» **Work instructions**:
• 1. In the blog post about the Hannah Montana concert movie, how tall does the writer say they are?
• 2. Repeat everything in the Hannah Montana concert post from "Your Geek-Focused movie" down to "I've ever seen.".
• 3. Write the next part of the blog post about the Hannah Montana concert movie, picking up after its last sentence.

Tuesday, February 05, 2008

The Biggest Fan

photo

At five feet nine and a quarter inches, I'm pretty sure I was the biggest fan at the Hannah Montana experience last night.

My Dad sent us three tickets, so with Shana out of town Gwynyth and I grabbed a friend and set out for an evening of pure, rocking awesome.

What can really be said about 90 minutes of Hannah Montana magic in glorious Disney 3D?

Let's find out:

There is a scene just after the Jonas Brothers start their set. Hannah is singing her part (We Got the Party (With Us)) and running around the stage. She wears an overcoat and huge sunglasses. She stops singing but continues to run around.

I leaned over to Gwynyth and said, "She's gone backstage to change. That's a body double. Look, they are avoiding close ups of her face. That's not Hannah Montana."

"Dad," she consoled me,"There is no Hannah Montana. Miley Cyrus plays Hannah Montana."

Nice. I feel so simple.

Your Geek-Focused movie review for the Hannah Montana/Miley Cyrus Best of Both Worlds 3D Concert must focus on the fact that the 3D itself is possibly the best I've ever seen.

There are also bits of music where the little girl (Miley? Hannah? zOMG!) sings with less processing than she normally gets. The sad part? She has a nice voice. If they'd stop processing it to death she would sound like a person.

» **Supplied material**:
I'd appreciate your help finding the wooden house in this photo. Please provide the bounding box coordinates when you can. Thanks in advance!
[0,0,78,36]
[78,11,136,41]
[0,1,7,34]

» **Written responses**:
• 1. Five feet nine and a quarter inches.

• 2.
Your Geek-Focused movie review for the Hannah Montana/Miley Cyrus Best of Both Worlds 3D Concert must focus on the fact that the 3D itself is possibly the best I've ever seen.

• 3.
Billy Ray Cyrus is a funny man, even without a mullet.

The one downside of the 3D is that at times the angle made things weird. If you've ever seen Hannah Montana sing, you know that one of the things she seems to do a lot is bend at the waist to get her face closer to the audience. Any distortion in her voice from her posture is instantly cleaned up by some computer which could be using processor time to cure diseases, but the bend-at-the-waist thing is wrong in 3D due to the microphone hardware at the small of her back. She bends, the hardware doesn't, and it looks like her rib cage has slid to the side of a second, lower and larger ribcage. Or that aliens are about to burst from her kidneys and run about the arena slaying small children.

It was an experience. I'm glad we went. The girls seemed to have a great time.   

The music is not my style for the most part.

If you haven't heard Hannah Montana music, imagine something pop-sounding, textbook "soul warbles" at the end of syllables, bass parts which are repetitive enough that some kind of machine can pick it up halfway through so the bass player can rush off to snort coke off a hooker during a song and not be missed, hair-flipping chorus parts which are just indecipherable enough to cause earworms which last all day and add in screaming, shrieking little girls amplified in glorious Dolby Surround Sound. For ninety minutes.

If you've imagined it correctly, there should be a tiny trickle of blood coming out of both ears. 

 

Edit: I've gotten a few questions about the shirt. Inexplicably, the Men's department seemed to be sold out of Hannah Montana shirts, so I needed to content myself with a shirt meant for a larger child.

It went over surprisingly well at the theatre, except for bathroom breaks. I finished up early and then was magically transformed into the creepy guy standing outside the women's restroom in a Hannah Montana shirt. I do not recommend it unless your shame threshold is pretty high.